# Aufgaben
1 > Wie heißt laut der Krimirezension der erste Band der Reihe?
2 > Wiederholen Sie aus der Krimirezension wortgetreu den Abschnitt, der bei „Insgesamt vermittelt dieser“ beginnt und bei „aus ganzem Herzen!“ endet.

# Textauszug
-.-.-
Hier geht es um das Leben im Dorf, aber auch in der Strenge einer christlichen Gemeinde, die aus meiner Sicht fast in die Nähe einer Sekte gerückt wird. Angenehmerweise wird diese von der Autorin jedoch nicht gebrandmarkt, nein, einfühlsam arbeitet sie den Zwiespalt heraus.

Insgesamt vermittelt dieser Krimi viele Eindrücke zum Leben im ländlichen Norwegen, dazu beinhaltet er auch Einblicke ins Familienleben, regelrechte Dramen. Abgesehen von einigen unlogischen "Hubbel" und dem aus meiner Sicht ein wenig übereilten und insgesamt unglücklichen Show-Down am Ende hat mir das Buch ganz ausgezeichnet gefallen und ich werde sicher noch "Totensommer", den ersten Band dieser Reihe, lesen. Und auf weitere Folgen freue ich mich auch sehr, denn mit Kajsa und Karsten hat Autorin Trude Teige ein durchaus untypisches Ermittlerpaar geschaffen, dem ich noch eine ganze Menge zutraue! Diese Reihe empfehle ich aus ganzem Herzen!
-.-.-
# Gesammelte Daten
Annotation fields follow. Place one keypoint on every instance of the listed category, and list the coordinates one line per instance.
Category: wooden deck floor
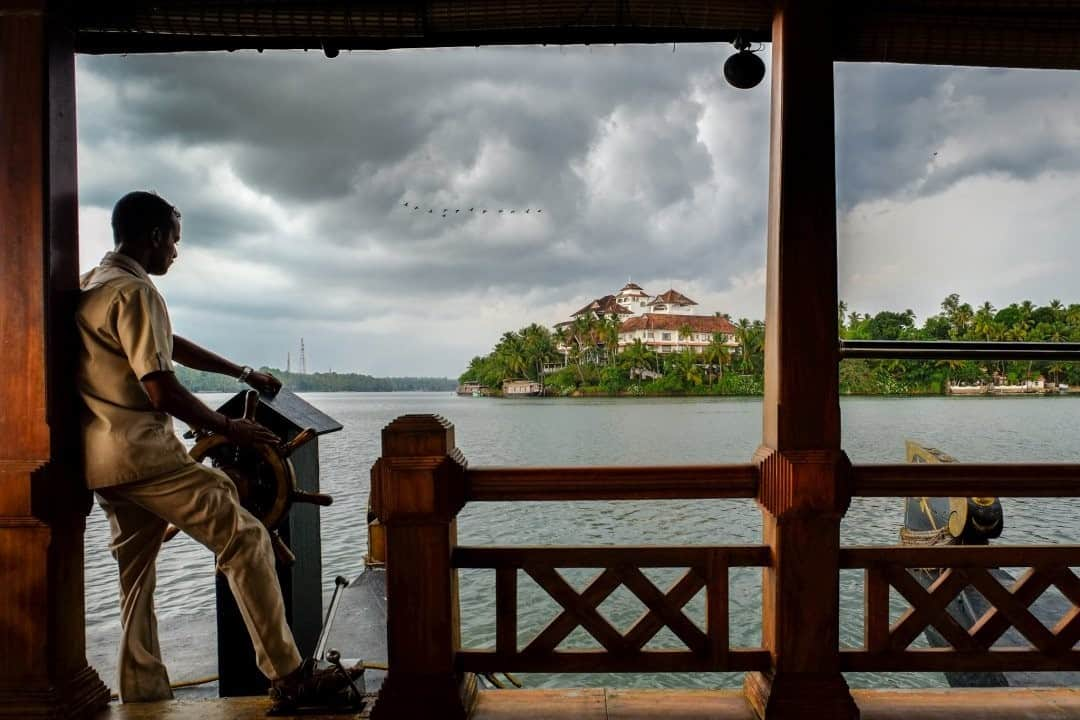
(969, 704)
-.-.-
# Antworten
1 > Der erste Band heißt „Totensommer“.

2 >
Insgesamt vermittelt dieser Krimi viele Eindrücke zum Leben im ländlichen Norwegen, dazu beinhaltet er auch Einblicke ins Familienleben, regelrechte Dramen. Abgesehen von einigen unlogischen "Hubbel" und dem aus meiner Sicht ein wenig übereilten und insgesamt unglücklichen Show-Down am Ende hat mir das Buch ganz ausgezeichnet gefallen und ich werde sicher noch "Totensommer", den ersten Band dieser Reihe, lesen. Und auf weitere Folgen freue ich mich auch sehr, denn mit Kajsa und Karsten hat Autorin Trude Teige ein durchaus untypisches Ermittlerpaar geschaffen, dem ich noch eine ganze Menge zutraue! Diese Reihe empfehle ich aus ganzem Herzen!